Do this: In the material below, from its start through the line containing "56 129 L 56", inclusive, replace "dark suit" with "black suit" and reproduce those lines with nothing else changed. Leave the pictures out of your answer.

-------

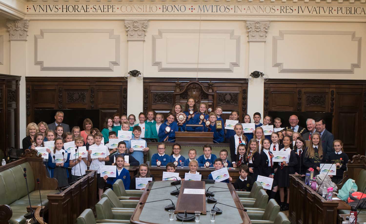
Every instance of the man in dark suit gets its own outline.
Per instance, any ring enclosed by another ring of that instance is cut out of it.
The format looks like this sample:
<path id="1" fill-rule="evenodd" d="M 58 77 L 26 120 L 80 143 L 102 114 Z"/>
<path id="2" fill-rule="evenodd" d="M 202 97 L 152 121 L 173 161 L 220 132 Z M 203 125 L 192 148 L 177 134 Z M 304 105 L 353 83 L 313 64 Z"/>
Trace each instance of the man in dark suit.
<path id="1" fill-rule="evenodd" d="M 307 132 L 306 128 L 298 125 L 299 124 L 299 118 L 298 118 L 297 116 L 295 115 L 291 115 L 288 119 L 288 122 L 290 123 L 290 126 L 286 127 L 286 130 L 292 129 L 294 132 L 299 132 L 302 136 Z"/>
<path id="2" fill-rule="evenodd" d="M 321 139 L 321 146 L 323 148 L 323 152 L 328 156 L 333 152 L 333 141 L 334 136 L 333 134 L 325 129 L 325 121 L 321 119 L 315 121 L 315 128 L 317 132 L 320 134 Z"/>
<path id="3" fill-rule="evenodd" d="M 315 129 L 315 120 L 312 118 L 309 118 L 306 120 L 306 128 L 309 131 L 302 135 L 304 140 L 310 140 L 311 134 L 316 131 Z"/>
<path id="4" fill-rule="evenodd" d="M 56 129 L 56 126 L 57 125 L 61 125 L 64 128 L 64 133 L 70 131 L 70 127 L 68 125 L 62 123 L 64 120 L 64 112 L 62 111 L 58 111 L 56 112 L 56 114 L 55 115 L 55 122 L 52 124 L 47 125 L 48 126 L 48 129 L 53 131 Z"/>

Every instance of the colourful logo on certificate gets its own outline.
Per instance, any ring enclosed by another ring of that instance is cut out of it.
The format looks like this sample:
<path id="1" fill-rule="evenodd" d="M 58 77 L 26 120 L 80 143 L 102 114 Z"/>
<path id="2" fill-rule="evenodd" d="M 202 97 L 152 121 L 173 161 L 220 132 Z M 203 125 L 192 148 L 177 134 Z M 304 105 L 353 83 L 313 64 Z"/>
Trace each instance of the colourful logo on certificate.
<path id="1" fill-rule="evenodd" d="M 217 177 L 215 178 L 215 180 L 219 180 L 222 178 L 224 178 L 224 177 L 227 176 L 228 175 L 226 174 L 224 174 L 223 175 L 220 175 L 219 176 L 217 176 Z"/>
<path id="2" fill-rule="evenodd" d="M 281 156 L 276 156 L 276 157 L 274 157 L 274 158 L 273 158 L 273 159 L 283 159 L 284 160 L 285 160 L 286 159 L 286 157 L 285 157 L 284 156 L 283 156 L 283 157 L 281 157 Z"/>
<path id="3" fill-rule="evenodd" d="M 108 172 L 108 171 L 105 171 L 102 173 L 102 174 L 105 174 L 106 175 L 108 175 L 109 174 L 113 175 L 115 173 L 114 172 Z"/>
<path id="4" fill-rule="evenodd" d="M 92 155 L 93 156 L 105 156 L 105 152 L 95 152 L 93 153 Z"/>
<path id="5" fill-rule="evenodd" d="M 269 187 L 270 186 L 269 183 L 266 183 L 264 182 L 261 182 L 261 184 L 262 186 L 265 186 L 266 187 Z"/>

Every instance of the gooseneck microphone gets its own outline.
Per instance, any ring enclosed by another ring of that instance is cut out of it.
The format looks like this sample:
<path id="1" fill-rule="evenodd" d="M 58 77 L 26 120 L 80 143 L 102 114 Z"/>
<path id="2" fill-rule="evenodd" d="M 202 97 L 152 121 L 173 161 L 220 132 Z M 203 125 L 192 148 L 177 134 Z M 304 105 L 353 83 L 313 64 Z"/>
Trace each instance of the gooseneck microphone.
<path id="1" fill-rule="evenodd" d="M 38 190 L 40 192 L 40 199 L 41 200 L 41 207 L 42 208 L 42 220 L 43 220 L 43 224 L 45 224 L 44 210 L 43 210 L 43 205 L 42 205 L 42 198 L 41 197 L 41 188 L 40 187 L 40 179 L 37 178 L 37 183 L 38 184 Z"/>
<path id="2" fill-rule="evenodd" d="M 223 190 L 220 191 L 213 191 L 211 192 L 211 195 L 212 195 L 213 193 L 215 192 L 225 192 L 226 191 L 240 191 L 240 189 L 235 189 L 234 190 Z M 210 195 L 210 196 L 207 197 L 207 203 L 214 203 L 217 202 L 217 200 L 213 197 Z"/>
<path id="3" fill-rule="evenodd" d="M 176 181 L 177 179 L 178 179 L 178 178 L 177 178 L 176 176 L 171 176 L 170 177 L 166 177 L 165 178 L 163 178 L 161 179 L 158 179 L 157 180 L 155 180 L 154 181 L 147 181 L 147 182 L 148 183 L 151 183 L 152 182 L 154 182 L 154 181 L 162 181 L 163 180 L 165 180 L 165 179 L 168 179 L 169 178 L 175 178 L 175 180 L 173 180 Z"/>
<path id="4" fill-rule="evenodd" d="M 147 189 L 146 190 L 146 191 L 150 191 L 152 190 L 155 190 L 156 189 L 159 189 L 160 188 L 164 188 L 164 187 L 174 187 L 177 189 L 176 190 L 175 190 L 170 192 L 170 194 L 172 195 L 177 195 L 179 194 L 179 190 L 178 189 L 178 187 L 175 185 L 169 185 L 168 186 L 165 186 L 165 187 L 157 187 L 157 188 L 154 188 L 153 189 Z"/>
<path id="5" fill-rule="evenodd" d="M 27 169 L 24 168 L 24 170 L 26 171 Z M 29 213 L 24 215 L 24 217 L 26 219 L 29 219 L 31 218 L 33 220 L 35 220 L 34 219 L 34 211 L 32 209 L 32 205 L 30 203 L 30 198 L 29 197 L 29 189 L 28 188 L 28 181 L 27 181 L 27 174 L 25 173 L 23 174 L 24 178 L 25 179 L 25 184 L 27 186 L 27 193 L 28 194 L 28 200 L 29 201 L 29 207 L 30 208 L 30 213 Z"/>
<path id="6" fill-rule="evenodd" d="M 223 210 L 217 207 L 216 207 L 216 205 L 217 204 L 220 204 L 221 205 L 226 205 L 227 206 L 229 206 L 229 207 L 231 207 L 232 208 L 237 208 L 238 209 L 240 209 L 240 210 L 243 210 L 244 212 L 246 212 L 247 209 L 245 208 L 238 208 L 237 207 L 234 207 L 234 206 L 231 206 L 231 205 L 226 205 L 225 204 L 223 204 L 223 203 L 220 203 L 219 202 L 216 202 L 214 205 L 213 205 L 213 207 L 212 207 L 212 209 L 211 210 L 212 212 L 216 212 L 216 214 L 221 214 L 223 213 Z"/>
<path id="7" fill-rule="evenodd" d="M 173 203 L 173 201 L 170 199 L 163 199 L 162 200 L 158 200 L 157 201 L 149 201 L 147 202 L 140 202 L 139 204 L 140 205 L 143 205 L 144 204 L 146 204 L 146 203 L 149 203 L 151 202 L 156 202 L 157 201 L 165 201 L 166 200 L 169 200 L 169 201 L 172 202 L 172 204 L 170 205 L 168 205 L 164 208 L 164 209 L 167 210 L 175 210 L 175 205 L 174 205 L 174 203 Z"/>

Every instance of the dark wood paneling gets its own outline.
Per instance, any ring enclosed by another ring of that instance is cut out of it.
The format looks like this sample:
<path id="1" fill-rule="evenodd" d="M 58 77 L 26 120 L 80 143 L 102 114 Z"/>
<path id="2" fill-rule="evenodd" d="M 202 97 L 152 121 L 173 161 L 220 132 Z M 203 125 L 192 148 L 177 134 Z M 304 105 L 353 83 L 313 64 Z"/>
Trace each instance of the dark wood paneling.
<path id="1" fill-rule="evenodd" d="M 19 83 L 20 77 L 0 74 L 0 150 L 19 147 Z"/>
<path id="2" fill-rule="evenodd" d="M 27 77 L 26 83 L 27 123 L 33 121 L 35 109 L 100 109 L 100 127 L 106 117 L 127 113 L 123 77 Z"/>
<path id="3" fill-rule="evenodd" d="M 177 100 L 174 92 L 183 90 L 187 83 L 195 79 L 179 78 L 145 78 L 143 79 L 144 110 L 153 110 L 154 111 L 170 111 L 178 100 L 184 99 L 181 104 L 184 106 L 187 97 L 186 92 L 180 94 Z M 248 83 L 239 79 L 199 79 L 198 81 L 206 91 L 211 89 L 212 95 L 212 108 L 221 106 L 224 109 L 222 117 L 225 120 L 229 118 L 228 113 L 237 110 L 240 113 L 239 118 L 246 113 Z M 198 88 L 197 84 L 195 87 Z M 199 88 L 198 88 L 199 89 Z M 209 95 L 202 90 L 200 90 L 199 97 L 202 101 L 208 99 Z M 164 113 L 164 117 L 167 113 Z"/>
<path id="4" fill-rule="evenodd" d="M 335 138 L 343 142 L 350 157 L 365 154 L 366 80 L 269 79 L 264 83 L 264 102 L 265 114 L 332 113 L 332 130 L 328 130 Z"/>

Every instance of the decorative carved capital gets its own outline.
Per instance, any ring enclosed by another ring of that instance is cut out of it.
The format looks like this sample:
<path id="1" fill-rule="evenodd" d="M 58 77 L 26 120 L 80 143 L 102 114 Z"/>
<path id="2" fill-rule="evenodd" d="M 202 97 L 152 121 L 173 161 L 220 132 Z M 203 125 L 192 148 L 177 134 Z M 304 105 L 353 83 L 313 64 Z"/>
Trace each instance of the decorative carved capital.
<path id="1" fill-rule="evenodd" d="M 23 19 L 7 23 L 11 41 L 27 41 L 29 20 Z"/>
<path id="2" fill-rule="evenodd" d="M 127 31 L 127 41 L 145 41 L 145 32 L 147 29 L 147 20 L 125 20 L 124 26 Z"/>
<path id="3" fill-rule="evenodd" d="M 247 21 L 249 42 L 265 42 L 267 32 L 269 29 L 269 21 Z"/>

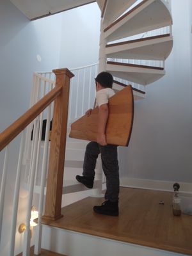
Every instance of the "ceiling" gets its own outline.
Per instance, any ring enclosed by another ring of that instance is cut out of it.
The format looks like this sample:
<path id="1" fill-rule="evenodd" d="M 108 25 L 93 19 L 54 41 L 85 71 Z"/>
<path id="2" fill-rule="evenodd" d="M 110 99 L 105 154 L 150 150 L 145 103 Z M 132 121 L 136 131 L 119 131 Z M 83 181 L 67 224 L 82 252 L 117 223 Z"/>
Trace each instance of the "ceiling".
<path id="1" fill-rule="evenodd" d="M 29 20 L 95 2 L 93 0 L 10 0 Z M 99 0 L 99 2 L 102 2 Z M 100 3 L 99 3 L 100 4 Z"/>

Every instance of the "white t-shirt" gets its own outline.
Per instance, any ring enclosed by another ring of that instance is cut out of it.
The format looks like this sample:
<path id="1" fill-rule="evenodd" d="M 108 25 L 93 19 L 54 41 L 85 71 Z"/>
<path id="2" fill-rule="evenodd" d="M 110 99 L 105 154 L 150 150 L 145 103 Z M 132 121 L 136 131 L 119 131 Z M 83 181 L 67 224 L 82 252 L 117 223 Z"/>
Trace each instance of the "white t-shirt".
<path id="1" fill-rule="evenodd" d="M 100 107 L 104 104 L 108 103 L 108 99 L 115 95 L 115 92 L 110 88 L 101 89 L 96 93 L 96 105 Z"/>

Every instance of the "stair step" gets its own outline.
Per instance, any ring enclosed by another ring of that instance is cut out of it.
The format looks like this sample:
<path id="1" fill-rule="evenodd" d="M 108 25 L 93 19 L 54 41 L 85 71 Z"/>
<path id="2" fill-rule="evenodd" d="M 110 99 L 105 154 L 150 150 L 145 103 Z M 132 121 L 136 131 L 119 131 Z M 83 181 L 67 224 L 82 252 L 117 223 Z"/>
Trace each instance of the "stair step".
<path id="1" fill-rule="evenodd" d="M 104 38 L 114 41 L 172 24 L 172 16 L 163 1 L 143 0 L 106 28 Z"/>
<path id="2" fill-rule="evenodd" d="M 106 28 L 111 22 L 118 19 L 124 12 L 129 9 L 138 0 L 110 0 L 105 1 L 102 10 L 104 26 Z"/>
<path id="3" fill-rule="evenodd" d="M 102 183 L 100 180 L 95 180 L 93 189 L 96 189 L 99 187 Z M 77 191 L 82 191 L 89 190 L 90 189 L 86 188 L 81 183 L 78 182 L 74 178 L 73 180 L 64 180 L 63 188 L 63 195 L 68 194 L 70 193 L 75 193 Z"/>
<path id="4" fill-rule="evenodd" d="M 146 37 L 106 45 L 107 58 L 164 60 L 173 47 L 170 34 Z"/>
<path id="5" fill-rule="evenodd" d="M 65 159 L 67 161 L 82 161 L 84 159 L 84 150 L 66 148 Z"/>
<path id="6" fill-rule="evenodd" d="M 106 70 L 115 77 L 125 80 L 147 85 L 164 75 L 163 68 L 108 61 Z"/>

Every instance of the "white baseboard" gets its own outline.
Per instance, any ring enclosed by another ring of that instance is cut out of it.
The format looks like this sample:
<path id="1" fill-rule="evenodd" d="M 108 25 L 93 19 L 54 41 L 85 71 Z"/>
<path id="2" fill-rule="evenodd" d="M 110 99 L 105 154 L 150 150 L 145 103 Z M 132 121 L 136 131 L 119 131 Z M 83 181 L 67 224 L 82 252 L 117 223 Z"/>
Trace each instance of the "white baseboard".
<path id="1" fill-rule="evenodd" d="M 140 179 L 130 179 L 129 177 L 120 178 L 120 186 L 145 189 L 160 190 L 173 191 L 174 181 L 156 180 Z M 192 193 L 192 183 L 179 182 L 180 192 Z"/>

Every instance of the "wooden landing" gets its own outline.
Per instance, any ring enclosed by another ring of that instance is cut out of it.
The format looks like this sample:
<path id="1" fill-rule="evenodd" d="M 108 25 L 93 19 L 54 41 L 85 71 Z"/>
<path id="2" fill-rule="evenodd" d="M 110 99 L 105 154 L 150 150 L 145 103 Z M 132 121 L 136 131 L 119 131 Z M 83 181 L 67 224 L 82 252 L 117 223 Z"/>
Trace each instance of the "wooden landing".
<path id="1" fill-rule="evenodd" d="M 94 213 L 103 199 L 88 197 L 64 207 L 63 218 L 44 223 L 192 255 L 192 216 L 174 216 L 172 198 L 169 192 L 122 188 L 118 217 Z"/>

-------

Solution to the problem:
Every instance of the man in black suit gets its own outline.
Per instance, any ring enclosed by another ring of that instance is cut out of it.
The format looks like this sample:
<path id="1" fill-rule="evenodd" d="M 58 77 L 26 120 L 80 143 L 102 114 Z"/>
<path id="2" fill-rule="evenodd" d="M 202 97 L 152 121 L 173 161 L 220 132 Z M 203 125 L 192 148 L 177 134 Z M 304 105 L 353 83 L 313 64 Z"/>
Trace each instance of the man in black suit.
<path id="1" fill-rule="evenodd" d="M 307 132 L 306 128 L 298 125 L 299 124 L 299 118 L 298 118 L 297 116 L 295 115 L 291 115 L 288 119 L 288 122 L 290 123 L 290 126 L 286 127 L 286 130 L 292 129 L 294 132 L 299 132 L 302 136 Z"/>
<path id="2" fill-rule="evenodd" d="M 321 139 L 321 146 L 323 148 L 323 152 L 328 156 L 333 152 L 333 141 L 334 136 L 333 134 L 325 129 L 325 121 L 321 119 L 315 121 L 315 128 L 317 132 L 320 134 Z"/>
<path id="3" fill-rule="evenodd" d="M 315 129 L 315 120 L 312 118 L 309 118 L 306 120 L 306 128 L 309 131 L 302 135 L 304 140 L 310 140 L 311 134 L 316 131 Z"/>
<path id="4" fill-rule="evenodd" d="M 56 129 L 56 126 L 57 125 L 61 125 L 64 128 L 64 133 L 70 131 L 70 127 L 68 125 L 62 123 L 64 120 L 64 112 L 62 111 L 58 111 L 56 112 L 56 114 L 55 115 L 55 122 L 52 124 L 47 125 L 48 126 L 48 129 L 53 131 Z"/>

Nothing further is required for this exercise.